Task description: Display every line of the data below that contains the string "shirt", copying each such line in full. Matching is case-sensitive.

Record extracts:
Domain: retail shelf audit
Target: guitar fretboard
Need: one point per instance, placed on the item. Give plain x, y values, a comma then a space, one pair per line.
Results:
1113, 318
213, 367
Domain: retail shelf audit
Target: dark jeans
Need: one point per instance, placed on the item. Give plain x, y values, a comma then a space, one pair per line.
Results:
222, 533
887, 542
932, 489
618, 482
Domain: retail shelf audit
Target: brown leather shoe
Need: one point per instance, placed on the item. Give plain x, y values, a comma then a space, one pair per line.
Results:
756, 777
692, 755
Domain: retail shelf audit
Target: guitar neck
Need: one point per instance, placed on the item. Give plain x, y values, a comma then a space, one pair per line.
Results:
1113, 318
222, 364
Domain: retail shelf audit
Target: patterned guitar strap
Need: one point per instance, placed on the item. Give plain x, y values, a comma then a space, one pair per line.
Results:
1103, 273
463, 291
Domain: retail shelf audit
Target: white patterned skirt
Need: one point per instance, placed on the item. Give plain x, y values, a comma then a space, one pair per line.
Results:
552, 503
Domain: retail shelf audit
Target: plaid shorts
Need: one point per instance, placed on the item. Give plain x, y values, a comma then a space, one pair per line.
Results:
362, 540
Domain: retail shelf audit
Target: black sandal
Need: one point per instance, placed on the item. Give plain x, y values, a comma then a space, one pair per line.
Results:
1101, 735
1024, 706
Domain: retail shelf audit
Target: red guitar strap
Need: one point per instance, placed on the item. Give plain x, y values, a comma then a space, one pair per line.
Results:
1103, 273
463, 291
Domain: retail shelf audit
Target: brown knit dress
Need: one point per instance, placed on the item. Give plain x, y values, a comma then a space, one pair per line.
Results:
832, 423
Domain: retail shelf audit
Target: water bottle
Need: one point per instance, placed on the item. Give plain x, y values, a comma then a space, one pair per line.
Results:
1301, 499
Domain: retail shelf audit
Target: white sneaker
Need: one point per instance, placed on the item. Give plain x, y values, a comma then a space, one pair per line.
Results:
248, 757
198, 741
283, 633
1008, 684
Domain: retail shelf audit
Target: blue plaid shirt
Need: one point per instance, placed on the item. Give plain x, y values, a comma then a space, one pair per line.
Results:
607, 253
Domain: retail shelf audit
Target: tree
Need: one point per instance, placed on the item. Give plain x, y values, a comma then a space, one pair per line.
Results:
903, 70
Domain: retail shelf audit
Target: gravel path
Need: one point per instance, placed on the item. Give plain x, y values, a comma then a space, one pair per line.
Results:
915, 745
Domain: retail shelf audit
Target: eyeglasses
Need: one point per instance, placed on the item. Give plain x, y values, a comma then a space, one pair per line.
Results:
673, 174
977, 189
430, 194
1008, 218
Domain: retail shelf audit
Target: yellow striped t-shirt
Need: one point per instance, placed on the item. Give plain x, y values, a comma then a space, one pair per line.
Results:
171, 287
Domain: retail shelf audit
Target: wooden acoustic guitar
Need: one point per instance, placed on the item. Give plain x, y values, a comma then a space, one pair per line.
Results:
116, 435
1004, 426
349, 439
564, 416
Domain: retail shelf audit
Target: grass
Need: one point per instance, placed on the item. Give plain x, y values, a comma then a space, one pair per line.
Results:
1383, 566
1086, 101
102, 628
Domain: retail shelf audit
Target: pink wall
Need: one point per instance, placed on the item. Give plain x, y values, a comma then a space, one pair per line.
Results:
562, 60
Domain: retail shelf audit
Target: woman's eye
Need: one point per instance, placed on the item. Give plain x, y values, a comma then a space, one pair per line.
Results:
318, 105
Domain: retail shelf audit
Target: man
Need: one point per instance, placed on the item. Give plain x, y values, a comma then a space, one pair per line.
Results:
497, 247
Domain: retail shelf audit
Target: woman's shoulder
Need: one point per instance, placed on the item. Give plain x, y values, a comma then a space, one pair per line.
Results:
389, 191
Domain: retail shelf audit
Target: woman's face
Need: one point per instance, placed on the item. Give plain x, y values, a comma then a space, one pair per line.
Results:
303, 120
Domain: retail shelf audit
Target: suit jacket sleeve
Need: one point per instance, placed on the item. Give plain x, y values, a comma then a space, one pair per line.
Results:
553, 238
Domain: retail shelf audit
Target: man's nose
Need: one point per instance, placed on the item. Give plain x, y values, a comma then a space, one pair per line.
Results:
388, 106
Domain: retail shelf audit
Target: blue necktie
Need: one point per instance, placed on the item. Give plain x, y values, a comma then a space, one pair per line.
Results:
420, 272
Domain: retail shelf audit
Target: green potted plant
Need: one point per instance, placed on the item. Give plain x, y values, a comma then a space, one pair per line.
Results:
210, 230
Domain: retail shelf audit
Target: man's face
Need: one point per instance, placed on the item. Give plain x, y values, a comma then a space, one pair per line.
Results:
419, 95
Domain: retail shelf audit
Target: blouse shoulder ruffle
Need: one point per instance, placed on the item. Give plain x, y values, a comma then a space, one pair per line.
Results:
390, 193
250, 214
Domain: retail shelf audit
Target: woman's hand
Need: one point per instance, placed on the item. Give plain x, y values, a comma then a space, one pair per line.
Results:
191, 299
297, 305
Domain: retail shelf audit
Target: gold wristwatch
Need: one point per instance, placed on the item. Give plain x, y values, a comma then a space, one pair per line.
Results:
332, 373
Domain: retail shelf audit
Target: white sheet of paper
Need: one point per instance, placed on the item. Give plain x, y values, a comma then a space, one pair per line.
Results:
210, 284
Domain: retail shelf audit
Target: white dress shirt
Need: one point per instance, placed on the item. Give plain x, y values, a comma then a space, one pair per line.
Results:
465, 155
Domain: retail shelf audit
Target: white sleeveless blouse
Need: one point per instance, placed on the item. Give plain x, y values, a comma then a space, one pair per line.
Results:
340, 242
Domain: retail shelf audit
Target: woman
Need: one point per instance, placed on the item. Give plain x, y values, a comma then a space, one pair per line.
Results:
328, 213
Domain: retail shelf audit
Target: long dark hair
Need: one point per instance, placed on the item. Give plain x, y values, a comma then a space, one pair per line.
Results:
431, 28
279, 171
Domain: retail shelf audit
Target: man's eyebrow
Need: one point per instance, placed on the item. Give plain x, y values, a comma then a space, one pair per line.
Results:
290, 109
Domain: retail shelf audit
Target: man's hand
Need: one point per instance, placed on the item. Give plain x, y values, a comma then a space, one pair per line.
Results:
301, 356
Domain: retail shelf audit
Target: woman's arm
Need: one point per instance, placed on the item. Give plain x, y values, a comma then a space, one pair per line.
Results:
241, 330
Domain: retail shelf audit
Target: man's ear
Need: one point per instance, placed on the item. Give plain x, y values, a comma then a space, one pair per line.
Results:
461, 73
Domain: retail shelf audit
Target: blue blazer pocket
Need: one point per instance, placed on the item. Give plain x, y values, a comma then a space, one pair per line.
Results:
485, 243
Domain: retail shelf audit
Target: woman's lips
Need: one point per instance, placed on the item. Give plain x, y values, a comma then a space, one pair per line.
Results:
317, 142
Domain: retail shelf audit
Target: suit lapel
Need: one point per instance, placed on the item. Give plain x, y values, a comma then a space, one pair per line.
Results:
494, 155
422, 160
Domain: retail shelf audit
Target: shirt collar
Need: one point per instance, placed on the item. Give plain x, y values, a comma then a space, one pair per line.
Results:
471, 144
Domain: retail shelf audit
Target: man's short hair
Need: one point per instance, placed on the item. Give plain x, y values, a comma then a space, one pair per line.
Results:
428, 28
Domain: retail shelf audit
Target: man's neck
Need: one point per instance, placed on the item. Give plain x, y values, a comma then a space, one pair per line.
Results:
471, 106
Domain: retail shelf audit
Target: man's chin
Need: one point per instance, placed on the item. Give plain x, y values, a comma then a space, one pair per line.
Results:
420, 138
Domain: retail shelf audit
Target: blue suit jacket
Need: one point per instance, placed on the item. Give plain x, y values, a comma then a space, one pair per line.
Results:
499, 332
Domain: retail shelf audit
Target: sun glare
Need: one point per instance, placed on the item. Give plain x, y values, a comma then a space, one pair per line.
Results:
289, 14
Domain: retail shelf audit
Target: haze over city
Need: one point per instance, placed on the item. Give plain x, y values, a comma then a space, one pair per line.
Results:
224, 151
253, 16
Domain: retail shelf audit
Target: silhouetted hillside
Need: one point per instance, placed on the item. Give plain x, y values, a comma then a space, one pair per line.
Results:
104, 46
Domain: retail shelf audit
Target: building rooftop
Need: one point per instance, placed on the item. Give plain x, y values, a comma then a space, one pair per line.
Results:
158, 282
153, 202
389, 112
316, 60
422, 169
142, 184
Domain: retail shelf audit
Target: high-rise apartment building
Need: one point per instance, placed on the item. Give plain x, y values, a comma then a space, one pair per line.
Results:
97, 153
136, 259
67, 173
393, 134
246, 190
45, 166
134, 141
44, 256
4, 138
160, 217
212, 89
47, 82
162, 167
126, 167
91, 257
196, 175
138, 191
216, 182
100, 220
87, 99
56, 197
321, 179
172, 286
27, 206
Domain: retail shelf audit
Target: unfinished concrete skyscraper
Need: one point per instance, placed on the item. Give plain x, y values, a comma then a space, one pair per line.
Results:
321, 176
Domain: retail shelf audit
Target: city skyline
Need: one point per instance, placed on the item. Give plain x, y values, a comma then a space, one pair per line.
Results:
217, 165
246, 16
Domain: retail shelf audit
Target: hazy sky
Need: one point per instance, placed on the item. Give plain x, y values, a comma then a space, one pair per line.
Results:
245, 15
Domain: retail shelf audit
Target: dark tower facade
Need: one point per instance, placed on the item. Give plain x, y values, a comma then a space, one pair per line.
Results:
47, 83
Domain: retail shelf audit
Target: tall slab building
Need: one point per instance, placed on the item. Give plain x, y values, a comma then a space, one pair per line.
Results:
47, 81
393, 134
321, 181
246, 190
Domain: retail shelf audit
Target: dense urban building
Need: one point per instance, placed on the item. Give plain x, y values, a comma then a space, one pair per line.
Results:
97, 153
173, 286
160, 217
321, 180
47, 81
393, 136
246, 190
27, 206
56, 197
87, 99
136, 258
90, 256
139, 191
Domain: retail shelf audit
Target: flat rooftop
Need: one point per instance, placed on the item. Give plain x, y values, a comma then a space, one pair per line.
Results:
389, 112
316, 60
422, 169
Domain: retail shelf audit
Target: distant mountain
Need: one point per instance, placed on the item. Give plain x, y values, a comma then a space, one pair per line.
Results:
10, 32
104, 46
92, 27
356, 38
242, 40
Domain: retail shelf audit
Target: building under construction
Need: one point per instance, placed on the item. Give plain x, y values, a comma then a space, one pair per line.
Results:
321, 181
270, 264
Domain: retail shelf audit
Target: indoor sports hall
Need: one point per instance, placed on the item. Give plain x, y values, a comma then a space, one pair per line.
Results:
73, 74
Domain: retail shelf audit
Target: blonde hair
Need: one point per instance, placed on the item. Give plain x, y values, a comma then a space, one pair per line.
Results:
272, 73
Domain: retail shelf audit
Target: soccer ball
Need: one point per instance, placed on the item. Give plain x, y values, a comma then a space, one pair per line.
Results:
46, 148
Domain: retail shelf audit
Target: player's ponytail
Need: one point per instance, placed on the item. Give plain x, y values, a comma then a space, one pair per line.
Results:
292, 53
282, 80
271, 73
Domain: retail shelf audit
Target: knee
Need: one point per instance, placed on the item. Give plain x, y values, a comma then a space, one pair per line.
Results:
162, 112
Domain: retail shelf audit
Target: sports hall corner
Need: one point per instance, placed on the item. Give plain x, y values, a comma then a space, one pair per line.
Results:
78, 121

Task solution:
Target: blue plaid shirt
Target: yellow striped t-shirt
Target: white dress shirt
Target: shirt collar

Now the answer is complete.